ABOUT THIS EXERCISE:
Reproduce the passage of the CSV reader question starting at "Could I somehow" and ending at "name, object obj)".

TEXT PROVIDED:
▼

0
votes

I'm currently making instances of my classes from a generic csv reader(see source here). It checks what properties a class has and which order they are in, and then assigns them in that order from the csv file given.

My issue is that I have a class that needs to be able to take an object property, since it needs to be able to be different types of classes(One instance of the class may contain a Foo class instance as property value while another has a Bar class instance as that property value). The reader doesn't know a string from an object though, and I can't place the separation character within the objects place in the csv. However, all classes have a Name property(string).

Could I somehow use that as a key to search all object instances for a key match?

An example of the class that should hold another class:

public class ClassHolder : CsvableBase
{
    public ClassHolder() { }
    public ClassHolder(string name, object obj)

▲

Data records:

▼

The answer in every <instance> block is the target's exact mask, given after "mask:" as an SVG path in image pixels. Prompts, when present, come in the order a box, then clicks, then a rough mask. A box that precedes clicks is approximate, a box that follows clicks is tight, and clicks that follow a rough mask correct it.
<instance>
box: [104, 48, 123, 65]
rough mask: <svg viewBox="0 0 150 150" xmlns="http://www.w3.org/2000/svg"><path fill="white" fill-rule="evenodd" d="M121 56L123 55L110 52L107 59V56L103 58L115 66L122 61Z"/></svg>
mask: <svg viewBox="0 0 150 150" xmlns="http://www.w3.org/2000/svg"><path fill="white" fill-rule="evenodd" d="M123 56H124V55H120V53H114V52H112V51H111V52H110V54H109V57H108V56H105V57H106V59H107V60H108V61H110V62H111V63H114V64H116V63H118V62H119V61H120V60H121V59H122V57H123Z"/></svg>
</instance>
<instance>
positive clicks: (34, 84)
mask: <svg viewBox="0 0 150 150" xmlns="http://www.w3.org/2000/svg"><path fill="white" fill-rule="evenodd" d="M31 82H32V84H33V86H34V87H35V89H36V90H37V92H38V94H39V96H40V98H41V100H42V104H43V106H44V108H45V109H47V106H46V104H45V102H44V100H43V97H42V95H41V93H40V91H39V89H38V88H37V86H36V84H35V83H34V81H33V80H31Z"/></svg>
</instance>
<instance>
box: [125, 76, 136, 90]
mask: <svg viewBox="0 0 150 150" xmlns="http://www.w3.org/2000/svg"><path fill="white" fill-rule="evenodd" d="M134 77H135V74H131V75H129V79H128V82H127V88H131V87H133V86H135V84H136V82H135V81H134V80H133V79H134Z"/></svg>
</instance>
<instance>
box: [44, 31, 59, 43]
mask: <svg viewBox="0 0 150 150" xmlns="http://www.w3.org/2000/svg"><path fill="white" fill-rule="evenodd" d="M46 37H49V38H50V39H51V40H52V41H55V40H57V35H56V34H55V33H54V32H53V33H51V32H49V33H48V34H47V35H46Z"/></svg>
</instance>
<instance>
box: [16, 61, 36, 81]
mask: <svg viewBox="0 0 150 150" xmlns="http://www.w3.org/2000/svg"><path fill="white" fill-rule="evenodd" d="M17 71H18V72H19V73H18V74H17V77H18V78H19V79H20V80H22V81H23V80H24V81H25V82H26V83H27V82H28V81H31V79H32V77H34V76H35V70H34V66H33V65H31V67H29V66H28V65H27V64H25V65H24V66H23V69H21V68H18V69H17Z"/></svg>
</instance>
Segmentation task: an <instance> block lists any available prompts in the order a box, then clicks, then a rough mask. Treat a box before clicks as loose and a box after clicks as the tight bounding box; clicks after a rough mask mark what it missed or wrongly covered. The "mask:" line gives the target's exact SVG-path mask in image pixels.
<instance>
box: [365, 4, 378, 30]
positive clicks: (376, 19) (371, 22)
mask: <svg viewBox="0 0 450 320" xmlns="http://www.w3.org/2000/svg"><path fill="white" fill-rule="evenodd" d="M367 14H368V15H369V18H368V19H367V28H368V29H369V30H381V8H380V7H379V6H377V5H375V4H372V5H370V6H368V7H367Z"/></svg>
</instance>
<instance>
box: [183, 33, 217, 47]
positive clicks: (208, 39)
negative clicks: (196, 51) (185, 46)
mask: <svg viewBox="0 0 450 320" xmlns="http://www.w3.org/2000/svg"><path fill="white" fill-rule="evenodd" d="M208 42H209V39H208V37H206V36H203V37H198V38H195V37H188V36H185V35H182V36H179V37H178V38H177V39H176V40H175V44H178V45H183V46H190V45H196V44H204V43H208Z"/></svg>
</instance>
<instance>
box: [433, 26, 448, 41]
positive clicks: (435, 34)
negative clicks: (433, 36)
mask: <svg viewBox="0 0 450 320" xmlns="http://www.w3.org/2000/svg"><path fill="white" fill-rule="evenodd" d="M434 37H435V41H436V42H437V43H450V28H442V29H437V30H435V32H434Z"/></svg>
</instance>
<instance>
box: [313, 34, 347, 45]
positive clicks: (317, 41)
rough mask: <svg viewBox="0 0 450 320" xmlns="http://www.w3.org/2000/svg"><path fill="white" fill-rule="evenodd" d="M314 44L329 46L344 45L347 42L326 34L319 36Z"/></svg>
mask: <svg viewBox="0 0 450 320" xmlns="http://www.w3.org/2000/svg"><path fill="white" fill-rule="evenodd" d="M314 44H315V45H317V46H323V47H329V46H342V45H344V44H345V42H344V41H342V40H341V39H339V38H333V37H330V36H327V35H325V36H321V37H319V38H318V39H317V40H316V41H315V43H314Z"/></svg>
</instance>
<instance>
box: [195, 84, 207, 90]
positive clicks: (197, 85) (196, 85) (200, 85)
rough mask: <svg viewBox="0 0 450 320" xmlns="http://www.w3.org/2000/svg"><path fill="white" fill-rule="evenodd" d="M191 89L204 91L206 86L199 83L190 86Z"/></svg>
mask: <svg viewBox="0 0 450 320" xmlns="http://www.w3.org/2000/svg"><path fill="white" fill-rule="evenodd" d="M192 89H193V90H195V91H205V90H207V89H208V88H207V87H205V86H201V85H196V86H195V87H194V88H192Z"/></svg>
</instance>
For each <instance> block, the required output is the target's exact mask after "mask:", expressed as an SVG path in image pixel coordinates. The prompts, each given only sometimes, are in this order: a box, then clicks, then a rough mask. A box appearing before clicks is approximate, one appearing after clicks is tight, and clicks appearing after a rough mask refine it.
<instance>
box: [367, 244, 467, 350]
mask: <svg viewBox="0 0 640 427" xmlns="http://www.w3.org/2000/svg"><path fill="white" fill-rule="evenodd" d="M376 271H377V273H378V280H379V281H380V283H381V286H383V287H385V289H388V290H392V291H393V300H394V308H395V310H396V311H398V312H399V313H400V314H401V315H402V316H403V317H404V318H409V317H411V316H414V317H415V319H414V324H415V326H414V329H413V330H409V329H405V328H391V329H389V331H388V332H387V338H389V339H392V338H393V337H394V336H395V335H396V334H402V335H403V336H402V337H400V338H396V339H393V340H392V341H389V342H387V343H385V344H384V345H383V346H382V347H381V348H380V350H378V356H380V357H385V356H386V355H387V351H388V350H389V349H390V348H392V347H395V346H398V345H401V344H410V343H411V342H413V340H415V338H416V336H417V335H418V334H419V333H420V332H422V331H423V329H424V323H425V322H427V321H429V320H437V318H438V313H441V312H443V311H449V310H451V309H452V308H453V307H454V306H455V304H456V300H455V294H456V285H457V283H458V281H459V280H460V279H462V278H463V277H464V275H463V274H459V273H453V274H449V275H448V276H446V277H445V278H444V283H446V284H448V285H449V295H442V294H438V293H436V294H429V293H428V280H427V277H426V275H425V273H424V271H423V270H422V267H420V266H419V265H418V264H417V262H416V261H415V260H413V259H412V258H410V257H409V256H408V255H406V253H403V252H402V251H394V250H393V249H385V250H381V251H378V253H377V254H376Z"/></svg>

▲

SOLUTION FOR THIS EXERCISE:
Could I somehow use that as a key to search all object instances for a key match?

An example of the class that should hold another class:

public class ClassHolder : CsvableBase
{
    public ClassHolder() { }
    public ClassHolder(string name, object obj)